**SOURCE TEXT**
H2O uses standard HTTP status codes for all its responses. Refer to Wikipedia for more information on their meanings.

The status codes currently used by H2O are:

  • 200 OK (all is well)
  • 400 Bad Request (the request URL is bad)
  • 404 Not Found (a specified object was not found)
  • 412 Precondition Failed (bad parameters or other problem handling the request)
  • 500 Internal Server Error (unanticipated failure occurred in the server)

Formats

The payloads for each endpoint are implemented as versioned schemas. These schemas are self-describing for simplicity and ease of implementation, especially if you persist them for later.

Schemas

Schemas specify all the relevant properties of each field of an input or response including name, type, default value, help string, direction (in, out or inout), whether or not input fields are required and how important they are to specify, allowed values for enumerated fields, and so on. Schema fields can be simple values or nested schemas, or arrays or dictionaries (maps) of these.

This example shows the model_id field returned by a model builder call:

        "parameters": [
            {
                "__meta": {
                    "schema_name": "ModelParameterSchemaV3",
                    "schema_type": "Iced",
                    "schema_version": 3
                },
                "actual_value": {
                    "URL": "/3/Models/prostate_glm",
                    "__meta": {
                        "schema_name": "ModelKeyV3",
                        "schema_type": "Key<Model>",
                        "schema_version": 3
                    },
                    "name": "prostate_glm",
                    "type": "Key<Model>"
                },
                "default_value": null,
                "help": "Destination id for this model; auto-generated if not specified",
                "level": "critical",
                "name": "model_id",
                "required": false,
                "type": "Key<Model>",
                "values": []
            },
            ...
        ],
        ...

POST bodies

The fields of the request schema are sent in the POST body using x-www-form-urlencoded format, like an HTML form. A future version of H2O will move to using application/json. In the meantime, complex fields such as arrays are POSTed in the same format they would be in the JSON. For example, an array of ints might be posted in a field as [1, 10, 100]. Note the array of strings for the ignored_columns parameter in this GLM model builder POST body:

model_id=prostate_glm&training_frame=prostate.hex&nfolds=0&response_column=CAPSULE&ignored_columns=%5B%22%22%5D&ignore_const_cols=true&family=binomial&solver=AUTO&alpha=&lambda=&lambda_search=false&standardize=true&non_negative=false&score_each_iteration=false&max_iterations=-1&link=family_default&intercept=true&objective_epsilon=0.00001&beta_epsilon=0.0001&gradient_epsilon=0.0001&prior=-1&max_active_predictors=-1

The value is ["ID"], urlencoded as %5B%22ID%22%5D.

**DIRECTIVE 1**
Find each line in the records below that contains the word "instance" and copy those lines.

**SUPPLIED MATERIAL**
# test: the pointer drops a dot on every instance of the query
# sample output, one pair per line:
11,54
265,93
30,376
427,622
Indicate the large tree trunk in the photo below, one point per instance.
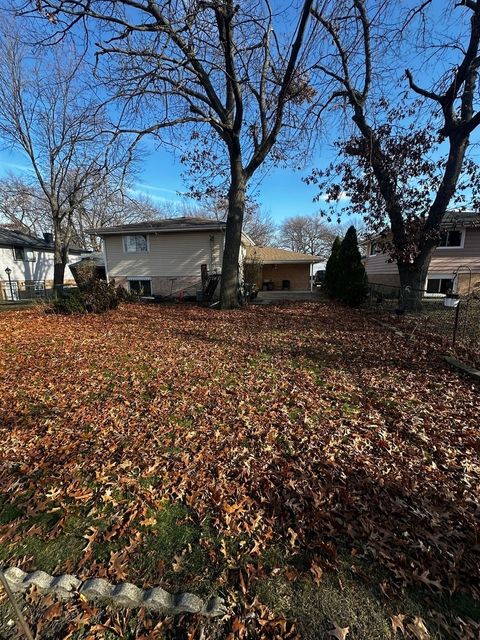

**DIRECTIVE 2**
From the text on H2O status codes and schemas above, copy the passage from "H2O uses standard" to "in the server)".

**RESULT 1**
# test: the pointer drops a dot on every instance of the query
Indicate the large tree trunk in the photo below, one point per instance.

**RESULT 2**
H2O uses standard HTTP status codes for all its responses. Refer to Wikipedia for more information on their meanings.

The status codes currently used by H2O are:

  • 200 OK (all is well)
  • 400 Bad Request (the request URL is bad)
  • 404 Not Found (a specified object was not found)
  • 412 Precondition Failed (bad parameters or other problem handling the request)
  • 500 Internal Server Error (unanticipated failure occurred in the server)